Begin
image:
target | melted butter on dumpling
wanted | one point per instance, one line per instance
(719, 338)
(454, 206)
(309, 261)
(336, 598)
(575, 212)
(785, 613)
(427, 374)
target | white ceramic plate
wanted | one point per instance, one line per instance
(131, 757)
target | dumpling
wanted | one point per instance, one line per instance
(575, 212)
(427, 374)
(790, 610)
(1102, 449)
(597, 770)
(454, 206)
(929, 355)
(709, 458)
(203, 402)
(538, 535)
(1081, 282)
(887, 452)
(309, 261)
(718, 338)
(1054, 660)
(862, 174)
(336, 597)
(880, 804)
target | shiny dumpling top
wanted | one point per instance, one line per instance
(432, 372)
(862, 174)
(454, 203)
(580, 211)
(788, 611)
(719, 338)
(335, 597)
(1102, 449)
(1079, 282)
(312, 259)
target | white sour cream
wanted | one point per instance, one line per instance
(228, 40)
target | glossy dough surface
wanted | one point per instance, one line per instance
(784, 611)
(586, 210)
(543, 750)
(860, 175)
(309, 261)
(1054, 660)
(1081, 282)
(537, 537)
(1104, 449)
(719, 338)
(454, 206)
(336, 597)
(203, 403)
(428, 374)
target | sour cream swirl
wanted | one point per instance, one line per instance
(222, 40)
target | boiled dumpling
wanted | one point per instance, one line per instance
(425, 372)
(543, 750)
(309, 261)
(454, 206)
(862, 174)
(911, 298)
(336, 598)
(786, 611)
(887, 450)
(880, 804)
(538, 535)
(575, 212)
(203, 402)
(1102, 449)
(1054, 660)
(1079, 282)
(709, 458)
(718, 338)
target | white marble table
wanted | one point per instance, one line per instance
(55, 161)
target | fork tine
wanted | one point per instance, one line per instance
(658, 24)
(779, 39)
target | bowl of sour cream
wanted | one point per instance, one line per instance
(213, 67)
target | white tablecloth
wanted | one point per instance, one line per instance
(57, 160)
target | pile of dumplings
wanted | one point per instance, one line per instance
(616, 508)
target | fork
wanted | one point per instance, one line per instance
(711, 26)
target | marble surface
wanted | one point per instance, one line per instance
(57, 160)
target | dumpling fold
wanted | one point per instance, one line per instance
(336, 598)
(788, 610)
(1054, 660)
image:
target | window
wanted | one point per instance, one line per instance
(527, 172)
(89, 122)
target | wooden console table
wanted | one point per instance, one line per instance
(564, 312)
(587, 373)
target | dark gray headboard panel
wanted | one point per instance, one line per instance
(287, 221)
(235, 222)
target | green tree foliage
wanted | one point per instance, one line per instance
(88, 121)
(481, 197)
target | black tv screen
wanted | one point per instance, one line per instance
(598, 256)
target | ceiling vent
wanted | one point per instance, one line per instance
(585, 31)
End
Include both ends. Return the line holding "target | white sour cream" and all lines after it in the records above, exactly as written.

Answer to the problem
target | white sour cream
wanted | one point per instance, one line per instance
(228, 40)
target | glossy dough surface
wanted | one point per instance, one line per instance
(784, 611)
(586, 210)
(543, 750)
(860, 175)
(309, 261)
(1054, 660)
(1081, 282)
(537, 537)
(1104, 449)
(719, 338)
(454, 206)
(336, 597)
(203, 403)
(428, 374)
target | sour cream swirl
wanted | one point per instance, one line per instance
(222, 40)
target | boiled dumpling
wanted | one point per instance, one line per instance
(425, 372)
(543, 750)
(309, 261)
(454, 206)
(862, 174)
(911, 298)
(336, 598)
(786, 611)
(887, 450)
(880, 804)
(538, 535)
(575, 212)
(203, 402)
(1102, 449)
(1054, 660)
(1079, 282)
(709, 458)
(718, 338)
target | white marble table
wanted | one point per instance, one line per instance
(55, 161)
target | fork tine
wanted | one point per instance, one line per instance
(658, 24)
(779, 39)
target | bowl of sour cream
wanted | one point per instance, one line per instance
(213, 67)
target | white tablecloth
wanted | one point per instance, one line per instance
(57, 160)
target | pile of dumplings
wanted | one point per instance, one line per instance
(616, 508)
target | fork
wanted | one point per instance, one line per instance
(711, 26)
target | marble surface
wanted | one point per instance, one line per instance
(57, 160)
target | dumpling fold
wanted | one point per instance, one line per instance
(336, 598)
(788, 610)
(1054, 660)
image:
target | window
wanted | one point per instance, one line per instance
(527, 172)
(89, 122)
target | wooden console table
wanted | one point per instance, one line per instance
(564, 312)
(587, 373)
target | dark gray headboard panel
wanted | one point per instance, one line per instance
(287, 221)
(235, 222)
target | green tree foliage
wanted | one point per instance, one line per instance
(88, 121)
(481, 197)
target | black tv screen
wanted | one point per instance, one line per instance
(598, 256)
target | ceiling vent
wanted | one point per instance, one line per instance
(585, 31)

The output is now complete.